Task material>
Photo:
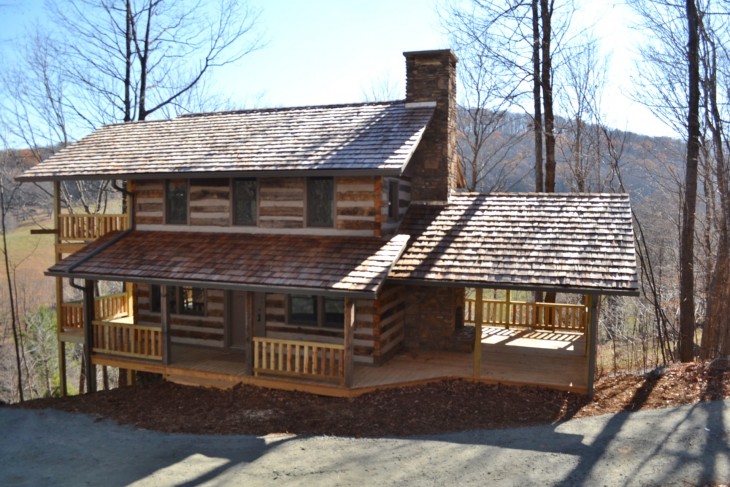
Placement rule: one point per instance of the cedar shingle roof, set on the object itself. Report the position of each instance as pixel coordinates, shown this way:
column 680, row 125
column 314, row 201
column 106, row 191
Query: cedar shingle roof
column 570, row 242
column 342, row 265
column 376, row 137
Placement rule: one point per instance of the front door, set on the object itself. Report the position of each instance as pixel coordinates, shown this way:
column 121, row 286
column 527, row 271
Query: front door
column 237, row 324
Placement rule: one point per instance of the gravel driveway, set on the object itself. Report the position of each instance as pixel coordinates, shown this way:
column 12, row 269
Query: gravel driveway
column 679, row 446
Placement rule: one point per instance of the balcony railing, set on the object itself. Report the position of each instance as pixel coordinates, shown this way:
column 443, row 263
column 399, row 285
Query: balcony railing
column 128, row 340
column 105, row 307
column 88, row 227
column 540, row 316
column 321, row 361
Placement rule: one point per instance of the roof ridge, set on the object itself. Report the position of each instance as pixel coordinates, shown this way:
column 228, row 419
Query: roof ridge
column 290, row 108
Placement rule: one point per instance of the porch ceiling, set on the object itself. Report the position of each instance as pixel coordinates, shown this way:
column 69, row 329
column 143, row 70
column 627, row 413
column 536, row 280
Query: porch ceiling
column 533, row 241
column 314, row 265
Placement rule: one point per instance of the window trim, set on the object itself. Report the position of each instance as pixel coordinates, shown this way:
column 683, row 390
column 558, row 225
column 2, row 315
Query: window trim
column 174, row 300
column 257, row 202
column 393, row 199
column 333, row 202
column 167, row 202
column 321, row 316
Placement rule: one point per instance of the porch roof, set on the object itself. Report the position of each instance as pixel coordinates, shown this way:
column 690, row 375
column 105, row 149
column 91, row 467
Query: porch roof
column 345, row 266
column 562, row 242
column 364, row 138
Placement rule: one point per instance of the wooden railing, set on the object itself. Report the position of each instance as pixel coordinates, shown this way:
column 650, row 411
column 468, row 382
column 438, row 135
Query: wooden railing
column 127, row 340
column 105, row 307
column 540, row 316
column 88, row 227
column 322, row 361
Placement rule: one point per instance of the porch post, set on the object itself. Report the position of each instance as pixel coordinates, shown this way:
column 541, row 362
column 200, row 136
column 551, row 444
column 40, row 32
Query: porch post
column 90, row 369
column 593, row 304
column 349, row 332
column 165, row 325
column 59, row 288
column 508, row 295
column 249, row 334
column 478, row 318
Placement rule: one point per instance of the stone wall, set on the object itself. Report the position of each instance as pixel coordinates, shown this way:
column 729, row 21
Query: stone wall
column 432, row 316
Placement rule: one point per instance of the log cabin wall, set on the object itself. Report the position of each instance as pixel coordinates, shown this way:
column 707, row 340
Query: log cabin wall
column 208, row 330
column 390, row 224
column 367, row 328
column 210, row 202
column 149, row 200
column 358, row 205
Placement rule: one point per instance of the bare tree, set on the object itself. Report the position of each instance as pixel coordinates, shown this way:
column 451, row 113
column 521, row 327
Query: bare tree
column 521, row 43
column 132, row 58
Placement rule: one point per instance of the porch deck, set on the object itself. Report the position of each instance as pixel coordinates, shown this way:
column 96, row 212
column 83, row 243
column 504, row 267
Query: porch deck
column 509, row 356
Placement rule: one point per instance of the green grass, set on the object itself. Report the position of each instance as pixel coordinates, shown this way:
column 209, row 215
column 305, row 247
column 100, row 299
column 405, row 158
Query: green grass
column 30, row 256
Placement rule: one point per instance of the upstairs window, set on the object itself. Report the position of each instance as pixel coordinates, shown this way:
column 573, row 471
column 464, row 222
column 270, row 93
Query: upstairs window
column 393, row 200
column 320, row 202
column 244, row 202
column 191, row 300
column 176, row 202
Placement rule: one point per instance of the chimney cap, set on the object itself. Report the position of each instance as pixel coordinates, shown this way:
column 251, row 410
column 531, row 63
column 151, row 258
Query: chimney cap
column 432, row 53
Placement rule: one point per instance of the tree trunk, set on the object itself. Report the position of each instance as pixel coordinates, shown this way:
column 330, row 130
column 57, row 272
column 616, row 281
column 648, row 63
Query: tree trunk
column 546, row 13
column 537, row 99
column 686, row 252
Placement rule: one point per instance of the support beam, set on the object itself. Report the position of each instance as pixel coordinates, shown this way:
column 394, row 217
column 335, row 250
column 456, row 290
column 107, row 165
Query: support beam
column 349, row 332
column 249, row 334
column 165, row 324
column 89, row 335
column 593, row 303
column 478, row 320
column 59, row 289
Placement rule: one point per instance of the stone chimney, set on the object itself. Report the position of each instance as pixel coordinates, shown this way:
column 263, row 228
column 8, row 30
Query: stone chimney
column 431, row 77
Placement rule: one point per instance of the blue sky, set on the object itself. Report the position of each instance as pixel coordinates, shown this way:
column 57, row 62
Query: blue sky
column 336, row 51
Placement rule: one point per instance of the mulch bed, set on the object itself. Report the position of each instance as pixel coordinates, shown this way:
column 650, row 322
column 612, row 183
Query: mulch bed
column 445, row 406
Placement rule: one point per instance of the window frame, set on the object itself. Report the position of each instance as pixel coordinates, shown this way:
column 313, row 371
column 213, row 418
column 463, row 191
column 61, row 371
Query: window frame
column 169, row 201
column 320, row 312
column 234, row 206
column 175, row 300
column 393, row 199
column 310, row 209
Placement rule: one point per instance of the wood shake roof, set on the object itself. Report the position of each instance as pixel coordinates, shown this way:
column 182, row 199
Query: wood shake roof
column 369, row 137
column 273, row 263
column 568, row 242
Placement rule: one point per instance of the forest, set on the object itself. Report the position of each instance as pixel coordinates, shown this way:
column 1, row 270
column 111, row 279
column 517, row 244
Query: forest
column 530, row 91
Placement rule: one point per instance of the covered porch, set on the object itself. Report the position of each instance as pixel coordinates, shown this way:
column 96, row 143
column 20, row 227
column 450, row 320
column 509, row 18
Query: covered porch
column 508, row 356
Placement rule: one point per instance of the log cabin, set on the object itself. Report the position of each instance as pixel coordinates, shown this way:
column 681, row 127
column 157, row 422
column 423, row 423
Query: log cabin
column 329, row 249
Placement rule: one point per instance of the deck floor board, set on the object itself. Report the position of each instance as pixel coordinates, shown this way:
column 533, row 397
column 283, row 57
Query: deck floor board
column 508, row 356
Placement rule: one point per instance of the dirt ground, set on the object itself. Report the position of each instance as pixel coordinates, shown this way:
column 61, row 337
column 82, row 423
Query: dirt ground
column 445, row 406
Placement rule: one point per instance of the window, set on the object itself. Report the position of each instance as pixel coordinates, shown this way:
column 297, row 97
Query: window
column 320, row 202
column 176, row 202
column 184, row 300
column 310, row 310
column 191, row 300
column 244, row 202
column 334, row 313
column 393, row 200
column 155, row 299
column 303, row 309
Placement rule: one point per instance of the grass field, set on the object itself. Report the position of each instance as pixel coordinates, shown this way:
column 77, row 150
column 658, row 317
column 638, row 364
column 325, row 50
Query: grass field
column 30, row 256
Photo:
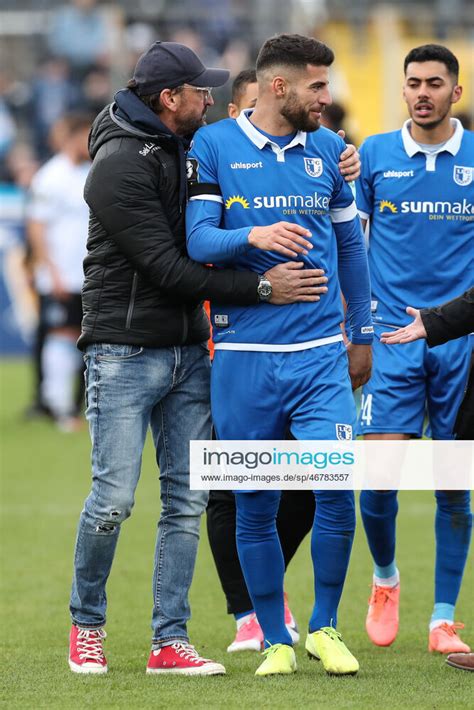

Problem details> Please retype the material in full, exactly as it reads, apart from the images.

The completed task>
Photo:
Placement rule: one point per instance of the cedar shingle roof, set on the object itself. Report the position of each instance as pixel coordinates, shown this way:
column 680, row 125
column 314, row 201
column 106, row 191
Query: cedar shingle roof
column 570, row 242
column 342, row 265
column 376, row 137
Placement rule: one point per instance of the front door, set on the object itself. Report the position of each instance as pixel coordinates, shown this way:
column 121, row 286
column 527, row 271
Query: front door
column 237, row 324
Placement rule: one point per instance of the gravel driveway, set on the object itself. Report the position of each instance as pixel coordinates, shown this way:
column 12, row 269
Query: gravel driveway
column 679, row 446
Placement rule: one point per instance of the balcony railing, set on the object itself. Report the position of each instance as pixel coordinates, shown this way:
column 443, row 263
column 399, row 285
Query: balcony railing
column 128, row 340
column 105, row 307
column 88, row 227
column 540, row 316
column 321, row 361
Placement rule: one point per instance of the roof ridge, set on the object itself. Report the position of each instance as pixel coordinates, shown this way:
column 228, row 419
Query: roof ridge
column 290, row 108
Placement rule: one point per instance of the porch ceiling, set on the object itself. Report the position of each instance as pixel coordinates, shown this way:
column 69, row 329
column 143, row 70
column 627, row 413
column 536, row 280
Query: porch ceiling
column 533, row 241
column 314, row 265
Placement rule: one point per instance of the window trim, set on the object itself. Report the position of each instance as pixel coordinates, shown this way:
column 683, row 390
column 558, row 225
column 2, row 315
Query: window trim
column 174, row 300
column 257, row 202
column 393, row 199
column 333, row 202
column 167, row 202
column 321, row 316
Placement rule: one point per instance of the porch roof, set on the object itself. Report the position of each instance as pixel coordinates, shown this way:
column 690, row 375
column 105, row 149
column 91, row 467
Query: porch roof
column 345, row 266
column 562, row 242
column 364, row 138
Placement rule: one point per instance of the wooden railing, set on the object itself. Report the position of each instance as pixel coordinates, shown this way:
column 650, row 411
column 468, row 382
column 438, row 135
Query: wooden railing
column 127, row 340
column 105, row 307
column 540, row 316
column 88, row 227
column 322, row 361
Placement rule: one point per instance of the porch post, set on the object itself. Report the position of each instance as pixel coordinates, shown this way:
column 541, row 362
column 200, row 136
column 551, row 444
column 40, row 32
Query: porch post
column 90, row 369
column 593, row 304
column 349, row 332
column 165, row 325
column 59, row 288
column 508, row 295
column 249, row 334
column 478, row 318
Placement rule: one point per instance of the stone wall, set on the object itself. Report the position of each instance as pixel coordinates, shown this way:
column 729, row 21
Query: stone wall
column 432, row 316
Placement rule: one point per instance of the log cabin wall, set on the object itself. Report the position of each instance as pixel coordinates, shown this way:
column 707, row 340
Query: log cabin wall
column 208, row 330
column 390, row 224
column 367, row 328
column 210, row 202
column 149, row 200
column 358, row 205
Placement rule: one point per instance of the bare tree, set on the object itself. Report the position of each instance as pixel coordinates, shown this way:
column 451, row 113
column 521, row 327
Query: bare tree
column 521, row 43
column 132, row 58
Placement rule: one point per instance of the porch deck, set on the object itself. Report the position of each instance as pixel coordinates, shown this way:
column 96, row 212
column 83, row 243
column 504, row 267
Query: porch deck
column 509, row 356
Placement rule: one point per instance of the green grass, set on the object itself. Report the position of each instance as pixel coordinates, shown this way:
column 209, row 215
column 305, row 247
column 100, row 299
column 405, row 158
Query: green grass
column 30, row 256
Placement rule: one point per instance of the upstairs window, set on the object itself. Report the position of each instance as pixel coordinates, shown this way:
column 573, row 471
column 464, row 222
column 270, row 93
Query: upstairs window
column 393, row 200
column 320, row 202
column 244, row 202
column 191, row 300
column 176, row 202
Placement rule: one point per instance of the chimney cap, set on the object itself. Report the position of each instance as pixel coordinates, shown this way:
column 251, row 410
column 531, row 63
column 151, row 258
Query: chimney cap
column 432, row 53
Placement rule: one point per instance of the tree trunk, set on the object itself. Report the position of each instance as pixel coordinates, shown this way:
column 330, row 130
column 57, row 272
column 616, row 281
column 648, row 63
Query: tree trunk
column 546, row 13
column 537, row 99
column 686, row 252
Placement rule: one point per instance of the support beam, set on the object itself. Report the position of each instance as pixel coordinates, shown this way:
column 394, row 217
column 335, row 250
column 456, row 290
column 107, row 165
Query: support beam
column 349, row 332
column 249, row 334
column 165, row 324
column 89, row 335
column 593, row 303
column 478, row 320
column 59, row 289
Placement rule: one point per instance of the stone chimney, set on the object itself. Report the position of each instance as pixel coordinates, shown this way:
column 263, row 228
column 8, row 30
Query: stone chimney
column 431, row 77
Placement rule: one point per instance of the blue sky, set on the object itself. Report the position of each instance as pixel coordinates, shown this way:
column 57, row 62
Query: blue sky
column 336, row 51
Placement rule: one point per instance of the mulch bed, set on the object itself. Report the position of each instance as pixel coordinates, shown this way:
column 650, row 322
column 612, row 183
Query: mulch bed
column 445, row 406
Placement rule: one point per instance of the window frame, set on the object itself. Report the position of each instance as pixel coordinates, shown this way:
column 313, row 371
column 213, row 418
column 463, row 191
column 61, row 371
Query: window frame
column 169, row 201
column 320, row 312
column 234, row 206
column 175, row 300
column 393, row 199
column 310, row 209
Placement rule: one point per instance of the wood shake roof, set on the object itself. Report the position of each instance as pixel coordinates, shown this way:
column 182, row 199
Query: wood shake roof
column 369, row 137
column 273, row 263
column 568, row 242
Placement rule: one point per instance of the forest, set on the object itself. Report the position of each instance as pixel coordinates, shown this way:
column 1, row 270
column 111, row 279
column 517, row 244
Query: forest
column 530, row 91
Placement rule: one point per instance of the covered porch, set on the object itself. Report the position of each instance as pixel coordinates, shown this way:
column 96, row 143
column 20, row 227
column 450, row 320
column 509, row 18
Query: covered porch
column 508, row 356
Placement rule: one point per instance of the log cabin, set on the object itself. Report the position of each instance as pixel coordinates, shown this way:
column 681, row 127
column 157, row 422
column 423, row 423
Query: log cabin
column 329, row 249
Placement rule: one point per instance of the deck floor board, set on the object itself. Report the position of each instance as pixel coordinates, shown this way:
column 533, row 397
column 283, row 57
Query: deck floor board
column 508, row 356
Placement rule: one point per instance of the dirt ground, set on the object itself. Report the position of each instance as pixel coordinates, shown this way:
column 61, row 337
column 82, row 423
Query: dirt ground
column 445, row 406
Placement rule: one point per instance of the window, set on the object itself. Report the position of each instance as pixel coordinates, shown this way:
column 297, row 97
Query: window
column 320, row 202
column 176, row 202
column 184, row 300
column 310, row 310
column 191, row 300
column 244, row 202
column 334, row 313
column 393, row 200
column 155, row 299
column 303, row 309
Placement rule: one point per instance of the grass field, set on the object itself. Report the position of each instance as pixel coordinates, shown this way:
column 77, row 150
column 658, row 317
column 638, row 364
column 325, row 50
Query: grass field
column 30, row 256
Photo:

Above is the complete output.